WHAT YOU ARE ASKED TO DO -> Render everything in the material below, from the line containing "The component shall indicate each instance of the cicada abdomen" through its final line, as a JSON list of strings with one string per line and blank lines omitted.

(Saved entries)

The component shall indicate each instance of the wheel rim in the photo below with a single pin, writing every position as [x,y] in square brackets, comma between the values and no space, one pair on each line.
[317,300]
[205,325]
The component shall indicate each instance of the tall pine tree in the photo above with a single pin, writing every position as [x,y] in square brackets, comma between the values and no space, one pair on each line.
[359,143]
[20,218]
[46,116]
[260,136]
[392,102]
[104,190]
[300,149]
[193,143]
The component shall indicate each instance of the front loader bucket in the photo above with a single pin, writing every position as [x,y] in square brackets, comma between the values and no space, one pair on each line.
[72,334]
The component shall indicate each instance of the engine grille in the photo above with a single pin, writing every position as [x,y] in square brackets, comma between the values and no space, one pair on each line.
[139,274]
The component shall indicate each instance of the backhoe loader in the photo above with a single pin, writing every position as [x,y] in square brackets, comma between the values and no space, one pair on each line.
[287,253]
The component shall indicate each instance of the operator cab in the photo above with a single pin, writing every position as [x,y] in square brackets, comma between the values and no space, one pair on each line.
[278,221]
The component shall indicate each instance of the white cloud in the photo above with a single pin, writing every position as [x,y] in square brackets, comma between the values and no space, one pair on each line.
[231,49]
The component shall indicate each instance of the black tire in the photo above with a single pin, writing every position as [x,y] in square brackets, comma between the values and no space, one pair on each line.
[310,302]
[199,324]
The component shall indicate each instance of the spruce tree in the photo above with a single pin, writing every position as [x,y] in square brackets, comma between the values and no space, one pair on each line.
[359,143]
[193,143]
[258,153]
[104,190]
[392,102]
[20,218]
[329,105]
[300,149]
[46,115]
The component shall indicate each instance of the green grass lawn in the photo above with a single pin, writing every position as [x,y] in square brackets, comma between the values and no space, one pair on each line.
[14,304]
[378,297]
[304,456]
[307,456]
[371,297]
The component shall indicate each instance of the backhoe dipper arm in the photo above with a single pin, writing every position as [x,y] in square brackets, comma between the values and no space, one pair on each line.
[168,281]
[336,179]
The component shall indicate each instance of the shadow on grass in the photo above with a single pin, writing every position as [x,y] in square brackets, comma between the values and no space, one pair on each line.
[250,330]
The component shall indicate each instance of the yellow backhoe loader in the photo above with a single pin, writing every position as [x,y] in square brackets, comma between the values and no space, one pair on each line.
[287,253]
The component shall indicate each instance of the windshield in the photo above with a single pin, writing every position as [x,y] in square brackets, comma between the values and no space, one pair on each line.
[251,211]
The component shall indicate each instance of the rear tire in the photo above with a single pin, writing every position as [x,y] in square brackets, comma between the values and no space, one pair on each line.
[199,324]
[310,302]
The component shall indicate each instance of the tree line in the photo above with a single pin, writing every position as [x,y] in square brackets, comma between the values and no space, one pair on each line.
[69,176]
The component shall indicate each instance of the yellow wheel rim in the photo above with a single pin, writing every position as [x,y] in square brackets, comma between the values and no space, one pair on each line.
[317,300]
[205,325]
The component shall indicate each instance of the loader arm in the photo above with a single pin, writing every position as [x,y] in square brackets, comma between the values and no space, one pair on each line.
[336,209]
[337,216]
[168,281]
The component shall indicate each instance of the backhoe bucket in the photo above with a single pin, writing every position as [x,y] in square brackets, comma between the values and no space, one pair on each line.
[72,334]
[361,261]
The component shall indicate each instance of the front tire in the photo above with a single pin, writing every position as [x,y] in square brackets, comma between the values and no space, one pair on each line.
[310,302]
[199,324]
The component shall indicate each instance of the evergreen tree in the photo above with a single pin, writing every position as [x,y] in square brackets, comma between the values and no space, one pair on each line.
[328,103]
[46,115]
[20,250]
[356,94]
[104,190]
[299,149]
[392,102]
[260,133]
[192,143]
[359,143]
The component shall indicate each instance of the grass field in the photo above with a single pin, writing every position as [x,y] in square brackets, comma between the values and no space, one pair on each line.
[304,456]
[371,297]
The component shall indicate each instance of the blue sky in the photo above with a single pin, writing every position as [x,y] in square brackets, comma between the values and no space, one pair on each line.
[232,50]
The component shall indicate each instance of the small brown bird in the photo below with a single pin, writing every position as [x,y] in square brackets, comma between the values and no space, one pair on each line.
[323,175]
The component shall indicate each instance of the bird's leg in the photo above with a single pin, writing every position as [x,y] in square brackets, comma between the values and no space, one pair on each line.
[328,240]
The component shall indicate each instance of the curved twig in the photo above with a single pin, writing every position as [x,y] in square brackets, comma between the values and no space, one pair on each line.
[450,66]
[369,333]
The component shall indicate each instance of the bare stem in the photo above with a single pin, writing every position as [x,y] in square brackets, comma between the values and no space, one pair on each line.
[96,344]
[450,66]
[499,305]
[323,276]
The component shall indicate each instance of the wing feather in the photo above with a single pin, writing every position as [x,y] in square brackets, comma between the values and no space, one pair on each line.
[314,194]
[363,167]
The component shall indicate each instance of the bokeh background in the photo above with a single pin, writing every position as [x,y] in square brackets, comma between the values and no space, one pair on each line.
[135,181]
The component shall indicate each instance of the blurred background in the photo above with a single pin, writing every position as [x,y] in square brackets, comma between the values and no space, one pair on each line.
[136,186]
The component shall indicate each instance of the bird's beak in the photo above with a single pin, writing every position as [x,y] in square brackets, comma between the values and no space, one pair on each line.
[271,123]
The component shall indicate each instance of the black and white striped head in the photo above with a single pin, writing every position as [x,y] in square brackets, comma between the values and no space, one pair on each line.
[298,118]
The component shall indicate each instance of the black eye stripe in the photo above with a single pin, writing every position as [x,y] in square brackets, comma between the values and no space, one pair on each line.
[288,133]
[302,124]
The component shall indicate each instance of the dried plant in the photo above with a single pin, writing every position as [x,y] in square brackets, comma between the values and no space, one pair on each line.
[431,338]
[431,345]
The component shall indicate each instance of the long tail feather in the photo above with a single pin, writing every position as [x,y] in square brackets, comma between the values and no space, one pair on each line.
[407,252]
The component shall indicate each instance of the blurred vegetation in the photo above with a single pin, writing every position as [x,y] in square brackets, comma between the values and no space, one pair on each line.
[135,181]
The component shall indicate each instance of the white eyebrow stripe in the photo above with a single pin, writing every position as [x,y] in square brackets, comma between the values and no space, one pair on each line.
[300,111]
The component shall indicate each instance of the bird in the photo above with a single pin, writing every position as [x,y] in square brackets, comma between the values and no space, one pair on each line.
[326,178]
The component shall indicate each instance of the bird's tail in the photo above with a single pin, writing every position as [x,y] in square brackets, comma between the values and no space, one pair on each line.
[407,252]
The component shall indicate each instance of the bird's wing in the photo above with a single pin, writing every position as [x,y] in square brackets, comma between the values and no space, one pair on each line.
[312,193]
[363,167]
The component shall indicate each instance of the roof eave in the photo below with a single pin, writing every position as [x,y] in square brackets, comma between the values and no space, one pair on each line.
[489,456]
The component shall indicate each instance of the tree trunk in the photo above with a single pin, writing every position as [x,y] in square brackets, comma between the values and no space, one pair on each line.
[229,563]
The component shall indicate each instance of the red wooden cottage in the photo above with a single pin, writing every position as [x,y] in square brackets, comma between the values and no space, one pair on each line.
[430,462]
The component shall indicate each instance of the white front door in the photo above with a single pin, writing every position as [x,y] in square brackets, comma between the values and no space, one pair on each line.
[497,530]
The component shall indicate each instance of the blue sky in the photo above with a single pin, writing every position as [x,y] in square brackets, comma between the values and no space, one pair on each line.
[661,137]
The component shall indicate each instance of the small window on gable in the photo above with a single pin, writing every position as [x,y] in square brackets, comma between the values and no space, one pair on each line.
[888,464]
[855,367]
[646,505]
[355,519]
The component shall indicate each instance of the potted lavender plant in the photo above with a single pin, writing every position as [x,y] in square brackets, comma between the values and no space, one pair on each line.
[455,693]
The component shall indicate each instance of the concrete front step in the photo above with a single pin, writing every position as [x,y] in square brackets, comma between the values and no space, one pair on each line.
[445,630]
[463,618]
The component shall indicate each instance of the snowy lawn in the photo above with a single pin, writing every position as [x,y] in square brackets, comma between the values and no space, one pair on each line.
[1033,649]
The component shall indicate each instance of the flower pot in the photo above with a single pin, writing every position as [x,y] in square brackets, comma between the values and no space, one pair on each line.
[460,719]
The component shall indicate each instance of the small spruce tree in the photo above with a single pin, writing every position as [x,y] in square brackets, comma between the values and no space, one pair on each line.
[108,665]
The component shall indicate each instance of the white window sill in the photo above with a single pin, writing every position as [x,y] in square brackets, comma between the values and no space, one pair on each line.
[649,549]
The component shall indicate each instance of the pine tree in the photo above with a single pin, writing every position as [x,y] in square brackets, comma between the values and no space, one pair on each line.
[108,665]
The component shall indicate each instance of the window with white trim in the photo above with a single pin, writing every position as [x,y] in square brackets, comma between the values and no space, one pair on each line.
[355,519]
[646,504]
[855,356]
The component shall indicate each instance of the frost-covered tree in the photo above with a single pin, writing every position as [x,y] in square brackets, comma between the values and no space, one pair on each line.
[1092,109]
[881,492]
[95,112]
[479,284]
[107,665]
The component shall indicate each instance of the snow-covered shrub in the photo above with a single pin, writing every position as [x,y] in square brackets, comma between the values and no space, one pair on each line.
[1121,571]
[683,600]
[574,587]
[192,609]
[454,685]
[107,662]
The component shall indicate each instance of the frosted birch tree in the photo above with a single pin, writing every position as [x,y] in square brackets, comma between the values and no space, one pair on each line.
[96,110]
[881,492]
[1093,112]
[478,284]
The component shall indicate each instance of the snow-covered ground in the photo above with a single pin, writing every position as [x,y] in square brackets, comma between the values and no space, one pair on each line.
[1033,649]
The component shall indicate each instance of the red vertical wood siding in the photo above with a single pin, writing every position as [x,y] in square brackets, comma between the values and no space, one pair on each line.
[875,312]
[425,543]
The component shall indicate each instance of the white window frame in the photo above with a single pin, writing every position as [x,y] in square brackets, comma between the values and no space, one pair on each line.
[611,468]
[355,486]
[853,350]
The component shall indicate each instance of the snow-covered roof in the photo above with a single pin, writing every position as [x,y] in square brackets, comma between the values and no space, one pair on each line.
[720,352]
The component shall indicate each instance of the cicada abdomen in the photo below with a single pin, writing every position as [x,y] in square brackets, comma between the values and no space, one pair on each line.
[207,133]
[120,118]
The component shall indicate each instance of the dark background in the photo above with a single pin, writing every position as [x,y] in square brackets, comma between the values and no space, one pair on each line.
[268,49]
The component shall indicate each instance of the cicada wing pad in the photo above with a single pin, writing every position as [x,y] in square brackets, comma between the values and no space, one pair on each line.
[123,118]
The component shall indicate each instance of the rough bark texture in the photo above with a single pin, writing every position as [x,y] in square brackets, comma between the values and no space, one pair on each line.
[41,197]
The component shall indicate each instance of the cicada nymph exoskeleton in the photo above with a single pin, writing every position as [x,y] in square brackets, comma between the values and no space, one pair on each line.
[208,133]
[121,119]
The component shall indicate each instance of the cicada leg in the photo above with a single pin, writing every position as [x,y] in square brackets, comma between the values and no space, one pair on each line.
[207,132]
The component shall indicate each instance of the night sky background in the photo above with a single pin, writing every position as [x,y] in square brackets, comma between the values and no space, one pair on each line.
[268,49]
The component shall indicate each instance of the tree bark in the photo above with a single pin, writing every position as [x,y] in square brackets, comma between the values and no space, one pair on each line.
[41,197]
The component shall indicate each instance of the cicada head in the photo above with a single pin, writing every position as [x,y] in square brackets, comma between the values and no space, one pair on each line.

WRITTEN ANSWER ->
[
  "The component shall indicate each instance of the cicada abdomen in the photo below with a single pin, writing every position as [x,y] in square brackets, comma between the values and no space, one pair on each line.",
  "[207,133]",
  "[120,118]",
  "The component shall indicate each instance of the dark background in the photo above with a single pin, writing every position as [x,y] in square brackets, comma between the values and no space, one pair on each line.",
  "[268,49]",
  "The component shall indicate each instance of the cicada wing pad in the photo above with a single pin, writing every position as [x,y] in square brackets, comma between the values and no space, one pair on each line.",
  "[123,118]",
  "The component shall indicate each instance of the rough bark texture in the photo above with a single pin, writing every position as [x,y] in square brackets, comma between the values and no space, one pair on each line.",
  "[41,197]",
  "The component shall indicate each instance of the cicada nymph exoskeleton in the photo above with a single pin, writing every position as [x,y] in square brackets, comma between the values and no space, one pair on each line.",
  "[208,133]",
  "[121,119]",
  "The component shall indicate each instance of the cicada leg in the photo above with a single pin, writing every position as [x,y] in square brackets, comma between the values and no space, one pair on each line.",
  "[207,132]",
  "The component shall indicate each instance of the night sky background in the photo above with a single pin, writing every position as [x,y] in square brackets, comma between the values and no space, one pair on each line.",
  "[268,49]",
  "The component shall indicate each instance of the tree bark in the photo above with a single pin, writing every position as [x,y] in square brackets, comma between the values and no space, one pair on each line.",
  "[41,197]",
  "The component shall indicate each instance of the cicada head in the photo above with a single pin, writing every position as [x,y] in square brackets, comma between the values and no space, one pair on each line."
]